Extrait présenté »
==================================================
Crédit photo : Philippe Chancel, 2020 TNB.

Mes Frères, texte de Pascal Rambert, (éditions Les Solitaires Intempestifs), mise en scène d’Arthur Nauzyciel.

Le texte de Pascal Rambert Mes frères que met en scène Arthur Nauzyciel, directeur du Théâtre National de Bretagne à Rennes, s’aventure du côté du conte noir et cruel.

La scénographie de Riccardo Hernandez accroche le regard et l’attention des spectateurs, autant que le règlement de compte attendu entre frères et sœur, cet art unique de solder une querelle avec violence, celle des relations hommes/femmes.

Une maison de conte dans un bois abrite quatre frères : Pascal, Adama, Frédéric, Arthur – les prénoms mêmes des quatre acteurs en lice pour lesquels la pièce a été écrite, selon le rituel d’écriture établi par l’auteur – ainsi, Pascal Greggory, Adama Diop, Frédéric Pierrot, et Arthur Nauzyciel, en alternance avec Guillaume Costanza.
==================================================
Consignes »
• A. D'après l'extrait sur la pièce Mes frères, qui a conçu la scénographie ?
• B. Recopiez l'extrait sur la pièce Mes frères depuis « Mes Frères, texte de Pascal » jusqu'à « avec Guillaume Costanza. » inclus.

Données enregistrées »
==================================================
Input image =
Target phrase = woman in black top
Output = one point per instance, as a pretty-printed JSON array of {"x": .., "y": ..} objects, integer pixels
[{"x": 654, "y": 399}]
==================================================
Solutions »
• A. Riccardo Hernandez.

• B.
Mes Frères, texte de Pascal Rambert, (éditions Les Solitaires Intempestifs), mise en scène d’Arthur Nauzyciel.

Le texte de Pascal Rambert Mes frères que met en scène Arthur Nauzyciel, directeur du Théâtre National de Bretagne à Rennes, s’aventure du côté du conte noir et cruel.

La scénographie de Riccardo Hernandez accroche le regard et l’attention des spectateurs, autant que le règlement de compte attendu entre frères et sœur, cet art unique de solder une querelle avec violence, celle des relations hommes/femmes.

Une maison de conte dans un bois abrite quatre frères : Pascal, Adama, Frédéric, Arthur – les prénoms mêmes des quatre acteurs en lice pour lesquels la pièce a été écrite, selon le rituel d’écriture établi par l’auteur – ainsi, Pascal Greggory, Adama Diop, Frédéric Pierrot, et Arthur Nauzyciel, en alternance avec Guillaume Costanza.